[Exercise directions] Reproduce every line of the data below word for word, in the same order.

[Provided data]
....................

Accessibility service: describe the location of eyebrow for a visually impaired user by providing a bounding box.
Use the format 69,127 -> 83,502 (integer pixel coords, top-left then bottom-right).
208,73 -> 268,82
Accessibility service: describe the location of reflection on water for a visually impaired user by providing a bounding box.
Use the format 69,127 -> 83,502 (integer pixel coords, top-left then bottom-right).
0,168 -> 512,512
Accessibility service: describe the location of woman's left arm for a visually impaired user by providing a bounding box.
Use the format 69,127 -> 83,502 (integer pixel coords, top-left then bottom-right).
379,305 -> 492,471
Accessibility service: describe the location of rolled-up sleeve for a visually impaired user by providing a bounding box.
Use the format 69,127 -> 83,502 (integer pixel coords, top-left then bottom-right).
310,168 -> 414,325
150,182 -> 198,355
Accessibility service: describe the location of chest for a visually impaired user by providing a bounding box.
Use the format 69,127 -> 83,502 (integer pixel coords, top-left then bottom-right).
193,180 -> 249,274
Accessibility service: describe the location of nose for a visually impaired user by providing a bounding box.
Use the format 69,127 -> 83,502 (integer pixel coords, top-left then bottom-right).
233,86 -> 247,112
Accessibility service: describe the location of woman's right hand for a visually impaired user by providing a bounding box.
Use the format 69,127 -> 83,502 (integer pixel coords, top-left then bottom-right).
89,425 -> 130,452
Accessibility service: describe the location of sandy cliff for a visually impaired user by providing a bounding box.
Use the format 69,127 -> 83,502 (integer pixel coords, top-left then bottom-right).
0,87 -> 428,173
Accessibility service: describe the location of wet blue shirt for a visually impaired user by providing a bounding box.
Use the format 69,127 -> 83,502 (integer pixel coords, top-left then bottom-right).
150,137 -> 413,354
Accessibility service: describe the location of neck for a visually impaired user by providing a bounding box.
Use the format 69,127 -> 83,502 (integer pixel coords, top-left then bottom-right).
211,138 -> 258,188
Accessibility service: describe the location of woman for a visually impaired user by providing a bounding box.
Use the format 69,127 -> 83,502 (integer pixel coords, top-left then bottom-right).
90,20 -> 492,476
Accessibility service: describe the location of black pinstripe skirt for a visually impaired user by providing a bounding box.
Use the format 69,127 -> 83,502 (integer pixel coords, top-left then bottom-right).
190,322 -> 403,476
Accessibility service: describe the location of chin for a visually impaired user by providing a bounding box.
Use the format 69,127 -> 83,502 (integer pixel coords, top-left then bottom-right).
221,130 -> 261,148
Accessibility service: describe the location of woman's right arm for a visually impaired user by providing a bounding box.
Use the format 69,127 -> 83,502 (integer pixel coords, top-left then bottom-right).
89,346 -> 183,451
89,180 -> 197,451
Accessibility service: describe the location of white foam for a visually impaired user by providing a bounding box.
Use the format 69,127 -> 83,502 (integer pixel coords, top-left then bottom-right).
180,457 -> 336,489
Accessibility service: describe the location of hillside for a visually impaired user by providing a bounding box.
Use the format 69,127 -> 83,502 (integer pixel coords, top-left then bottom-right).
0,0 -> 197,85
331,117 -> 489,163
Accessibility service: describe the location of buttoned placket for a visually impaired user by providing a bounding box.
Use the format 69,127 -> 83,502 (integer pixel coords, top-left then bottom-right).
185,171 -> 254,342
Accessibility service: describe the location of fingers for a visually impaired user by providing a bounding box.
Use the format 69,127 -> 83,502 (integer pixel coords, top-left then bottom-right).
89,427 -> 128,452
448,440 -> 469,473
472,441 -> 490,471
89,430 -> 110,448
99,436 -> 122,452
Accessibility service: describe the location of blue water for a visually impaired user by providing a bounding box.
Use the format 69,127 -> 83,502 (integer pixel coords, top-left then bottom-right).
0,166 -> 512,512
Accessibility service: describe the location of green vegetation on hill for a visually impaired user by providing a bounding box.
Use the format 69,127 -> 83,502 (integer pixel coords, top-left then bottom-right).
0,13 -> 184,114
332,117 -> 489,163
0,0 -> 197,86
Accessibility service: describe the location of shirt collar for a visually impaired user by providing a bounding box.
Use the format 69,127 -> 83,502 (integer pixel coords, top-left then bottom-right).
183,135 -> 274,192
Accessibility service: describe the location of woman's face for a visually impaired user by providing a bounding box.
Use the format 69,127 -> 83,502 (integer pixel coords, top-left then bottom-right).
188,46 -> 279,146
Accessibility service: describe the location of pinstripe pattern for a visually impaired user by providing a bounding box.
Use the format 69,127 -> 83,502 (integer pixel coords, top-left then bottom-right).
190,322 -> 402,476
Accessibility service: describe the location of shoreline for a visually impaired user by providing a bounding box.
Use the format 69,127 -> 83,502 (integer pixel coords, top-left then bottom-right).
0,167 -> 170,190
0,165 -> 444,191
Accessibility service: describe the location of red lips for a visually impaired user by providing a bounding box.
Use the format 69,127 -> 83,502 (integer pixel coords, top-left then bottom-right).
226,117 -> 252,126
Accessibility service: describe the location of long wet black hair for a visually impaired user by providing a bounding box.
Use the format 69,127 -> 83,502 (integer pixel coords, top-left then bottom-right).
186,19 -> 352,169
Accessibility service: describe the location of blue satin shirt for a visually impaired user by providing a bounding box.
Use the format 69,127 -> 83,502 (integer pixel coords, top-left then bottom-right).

....................

[Solution for this problem]
Accessibility service: describe the location of eyebrow for a visually impaired user by providing a bounding box.
Use the format 69,127 -> 83,502 (integer pixel coords, top-left then bottom-right).
208,73 -> 268,82
Accessibility service: describe the location of reflection on water for a visually impaired user by providing a bounding box.
Use the format 69,127 -> 83,502 (integer pixel coords, top-left then bottom-right).
0,168 -> 512,512
Accessibility service: describe the location of woman's left arm for a visually impaired user by providing a bounding box.
Use the format 69,127 -> 83,502 (integer pixel coords, top-left then bottom-right).
379,305 -> 492,471
Accessibility service: describe the location of rolled-up sleeve for a visually impaired user by providing a bounding box.
Use the format 69,127 -> 83,502 (integer pixel coords, top-left then bottom-right).
310,168 -> 414,325
150,182 -> 198,355
Accessibility service: describe the location of chest for a visually impaired user by providing a bounding box.
Use the format 69,127 -> 83,502 (integer pixel coords, top-left then bottom-right).
193,180 -> 249,274
Accessibility service: describe the location of nose for a visually impaired user by providing a bounding box.
Use the format 69,127 -> 83,502 (integer pixel coords, top-left then bottom-right).
233,86 -> 247,112
Accessibility service: describe the location of woman's right hand for a visually impaired user by providing a bounding box.
Use the format 69,127 -> 83,502 (integer pixel coords, top-left then bottom-right).
89,425 -> 130,452
Accessibility service: describe the location of sandy cliff for a visually impaired user by providing a bounding box.
Use the format 69,127 -> 83,502 (integer pixel coords, top-left then bottom-right).
0,87 -> 428,173
Accessibility service: describe the location of wet blue shirt for a visually impaired user by providing a bounding box.
Use the format 69,127 -> 83,502 (integer pixel coords, top-left then bottom-right).
150,137 -> 413,354
Accessibility service: describe the location of neck for a visually impaired user by providing a bounding box.
Use the format 69,127 -> 83,502 (integer pixel coords, top-left then bottom-right).
211,138 -> 258,188
Accessibility service: describe the location of woman for a visually impaired user by providing a bounding box.
Use the format 69,127 -> 83,502 (integer pixel coords, top-left then bottom-right).
90,20 -> 492,476
Accessibility service: describe the location of black pinstripe skirt for a visually impaired user by providing a bounding box.
Use the format 69,127 -> 83,502 (integer pixel coords, top-left then bottom-right).
190,322 -> 403,476
Accessibility service: describe the location of chin for a visually impaired user by providing a bounding box.
Use the format 69,127 -> 83,502 (integer pixel coords, top-left then bottom-right).
221,130 -> 261,148
Accessibility service: describe the location of woman's right arm for a visually impaired user by providing a bounding box.
Use the format 69,127 -> 83,502 (integer pixel coords, top-left then bottom-right).
89,346 -> 183,451
89,180 -> 197,451
Accessibility service: describe the location of white foam for a visually impaired user by providing a bounding box.
Use the format 69,127 -> 83,502 (integer pixel coords, top-left then bottom-right).
180,457 -> 336,489
Accessibility service: describe the location of hillside for a visually impaired user by providing a bounding box.
Use the format 69,127 -> 83,502 (integer pixel coords, top-left then bottom-right).
0,0 -> 197,85
331,117 -> 489,163
Accessibility service: describe the location of buttoned placket for a visually impaired user by providing a bounding box.
Use the format 69,127 -> 83,502 (integer pixel coords, top-left then bottom-right).
185,171 -> 254,342
Accessibility service: describe the location of fingers for a visually impaired user by providing a bounding box.
Use the format 69,127 -> 83,502 (integer pixel coords, top-left then bottom-right).
89,427 -> 128,452
448,440 -> 469,473
472,441 -> 490,471
89,430 -> 110,448
99,436 -> 122,452
Accessibility service: describe the location of blue water for a visually impaired user by providing a bounding box.
Use the format 69,127 -> 83,502 (integer pixel coords, top-left then bottom-right).
0,166 -> 512,512
Accessibility service: describe the location of green vegetation on hill for a visually impaired user by providing a bounding box.
Use the format 69,127 -> 83,502 (integer pixel coords, top-left then bottom-right).
0,13 -> 184,114
332,117 -> 489,163
0,0 -> 197,86
Accessibility service: describe the location of shirt collar for a visually impaired user by providing a bounding box.
Use the format 69,127 -> 83,502 (integer pixel coords, top-left then bottom-right).
183,135 -> 274,192
Accessibility service: describe the location of woman's face for a visually impaired user by providing a bounding box.
Use the format 69,127 -> 83,502 (integer pixel coords, top-left then bottom-right).
188,46 -> 279,146
Accessibility service: describe the location of pinstripe pattern for a visually impaired user by providing a bounding box.
Use the format 69,127 -> 83,502 (integer pixel coords, top-left then bottom-right).
190,322 -> 402,476
Accessibility service: describe the location of shoreline for a visually impaired user by providing a bounding box.
Use the format 69,127 -> 83,502 (integer pixel coords, top-left then bottom-right).
0,167 -> 170,190
0,165 -> 444,191
Accessibility service: describe the location of red lips for a visually impaired user by providing a bounding box.
Use the format 69,127 -> 83,502 (integer pixel coords, top-left then bottom-right).
226,117 -> 252,126
Accessibility service: describe the location of long wet black hair for a visually impaired user by providing a bounding box.
Use the format 69,127 -> 83,502 (integer pixel coords, top-left then bottom-right).
186,19 -> 352,169
Accessibility service: describe the location of blue satin shirt for a visually impaired user by providing a bounding box.
Use the format 69,127 -> 83,502 (integer pixel coords, top-left then bottom-right).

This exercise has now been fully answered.